Learning teamwork is just as important for budding doctors and physician assistants. “This was one of the most compelling features of this program,” says PA student Kendall Mulvaney (MED’21), “as it emphasized the importance of working as a team and acknowledging not only one another’s career title, but really understanding how the roles work together and can complement the other.
“Using the VR technology added a layer of realism that is often lost in ‘fake patient’ scenarios done in a classroom setting with fellow classmates,” she says. “It also simulated the real feelings of nerves and excitement of meeting and interacting with a new patient.” Yet by allowing her to be one step removed from reality by appearing as an avatar, Mulvaney adds, she took some risks in her interactions that she might have shied away from in a real-life encounter, giving her “more experience and confidence going forward.”
Virtual reality bridges classroom discussions and real-life observations, “so we can course-correct” when students stumble in the virtual scenarios, says Sprague Martinez. “When they get to the real patient, they’re much more comfortable.”
That’s the hypothesis, anyway. Analyzing results of the pilot to see if they bear out that hypothesis likely will take a semester or two, says Chrysanthos Dellarocas, associate provost for digital learning and innovation and a Questrom School of Business professor of management. “For now, the headsets are a little bit expensive, the technology is still to be refined. But I can clearly see a path to that.”
There are the occasional technical difficulties. During the demo for BU Today, Sprague Martinez—playing the SSW student—had a battery power shortage that made one of her avatar’s hands vanish. Still, says de la Vega, 90 percent of the students in the pilot reported that the virtual scenarios “felt like a real patient encounter.”

Dataset records >>
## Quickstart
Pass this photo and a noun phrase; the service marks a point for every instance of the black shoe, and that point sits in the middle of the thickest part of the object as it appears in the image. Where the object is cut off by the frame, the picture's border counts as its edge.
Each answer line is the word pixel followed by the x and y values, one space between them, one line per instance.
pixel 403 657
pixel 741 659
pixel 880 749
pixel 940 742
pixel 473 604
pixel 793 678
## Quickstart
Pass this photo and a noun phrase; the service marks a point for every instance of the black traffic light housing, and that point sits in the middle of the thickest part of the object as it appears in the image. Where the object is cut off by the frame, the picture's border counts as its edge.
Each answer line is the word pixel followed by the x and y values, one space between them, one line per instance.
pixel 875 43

The problem >> Please check the passage on the virtual reality pilot above: what share of students in the pilot reported that the virtual scenarios felt like a real patient encounter?

Output for this task >> 90 percent